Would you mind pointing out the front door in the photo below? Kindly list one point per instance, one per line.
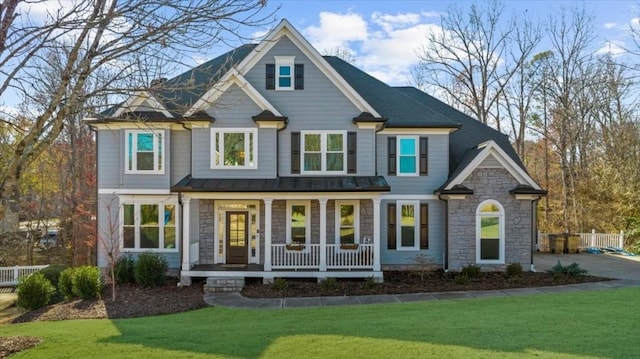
(237, 237)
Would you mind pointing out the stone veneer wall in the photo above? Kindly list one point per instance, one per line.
(489, 184)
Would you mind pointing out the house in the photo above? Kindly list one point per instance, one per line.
(274, 161)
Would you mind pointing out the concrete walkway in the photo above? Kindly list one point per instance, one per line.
(236, 300)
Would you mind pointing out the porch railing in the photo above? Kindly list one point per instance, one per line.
(10, 276)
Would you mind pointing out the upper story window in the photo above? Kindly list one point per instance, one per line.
(234, 148)
(323, 152)
(285, 74)
(144, 151)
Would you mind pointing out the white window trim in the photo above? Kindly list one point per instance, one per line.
(307, 211)
(501, 244)
(285, 61)
(356, 222)
(137, 203)
(323, 152)
(157, 163)
(416, 232)
(417, 155)
(216, 146)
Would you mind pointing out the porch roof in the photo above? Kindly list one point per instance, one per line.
(285, 184)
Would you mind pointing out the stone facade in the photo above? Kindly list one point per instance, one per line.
(486, 184)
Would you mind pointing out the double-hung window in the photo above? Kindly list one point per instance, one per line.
(144, 151)
(234, 148)
(324, 152)
(149, 226)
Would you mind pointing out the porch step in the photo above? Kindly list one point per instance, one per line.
(223, 284)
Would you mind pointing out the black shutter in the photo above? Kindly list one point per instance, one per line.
(424, 226)
(424, 152)
(391, 226)
(299, 76)
(295, 152)
(351, 152)
(271, 76)
(391, 155)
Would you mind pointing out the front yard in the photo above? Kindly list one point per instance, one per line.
(573, 325)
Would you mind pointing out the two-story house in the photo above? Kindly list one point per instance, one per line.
(274, 161)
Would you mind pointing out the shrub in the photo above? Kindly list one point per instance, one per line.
(65, 283)
(150, 270)
(87, 283)
(123, 270)
(471, 271)
(513, 270)
(34, 291)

○ ○ ○ ○ ○ ○ ○

INSTRUCTIONS TO FOLLOW — Your answer must be the records above, word for word, with every picture left out.

REPLY —
Would you mind pointing out the front door in the photo below? Kindly list one point per instance, one per line.
(237, 237)
Would you mind pointing out the stone veneer wall in the photo above? Kindly list one point per instance, one per line.
(489, 184)
Would you mind pointing out the house in the photo above? Kindly list one point per instance, one per line.
(274, 161)
Would you mind pointing out the concrete walkway in the photo above? Kindly list one point per instance, one per line.
(236, 300)
Would you mind pointing out the porch railing in the photo above? Kindly list one point per instance, one per line.
(10, 276)
Would you mind pointing out the upper story window in the photo above? Kindly list one point per instance, one per line.
(234, 148)
(323, 152)
(285, 74)
(144, 151)
Would you mind pointing out the white window trim in the photo above? Kindly list one point per instance, one per line.
(307, 211)
(501, 244)
(285, 61)
(356, 222)
(137, 203)
(323, 152)
(157, 163)
(416, 232)
(417, 155)
(216, 146)
Would you mind pointing out the porch roof in the photo above? Kindly list one point per instance, one per line.
(285, 184)
Would you mind pointing out the stone facade in the photo above? Kindly list one point per instance, one per line.
(486, 184)
Would you mind pointing out the double-hung window in the photo above? Kindly list one point per instance, one per line.
(144, 151)
(234, 148)
(324, 152)
(149, 226)
Would you mind pointing out the porch step in the photo above? Kindly list one point per instance, one per line.
(223, 284)
Would you mind pointing out the black shutter in the photo above? Kindly list one point per instance, one per line.
(424, 226)
(424, 152)
(391, 226)
(299, 76)
(295, 152)
(351, 152)
(271, 76)
(391, 155)
Would you mind pointing out the front yard in the photo above? Kindly list one point per instance, one per line.
(573, 325)
Would you mind pointing out the two-story house in the photo above? Kindly list one point per instance, one per line.
(274, 161)
Would you mind pointing out the shrub in the photo above? Kindly list one point per instance, one per line.
(65, 283)
(150, 270)
(87, 283)
(123, 270)
(471, 271)
(513, 270)
(34, 291)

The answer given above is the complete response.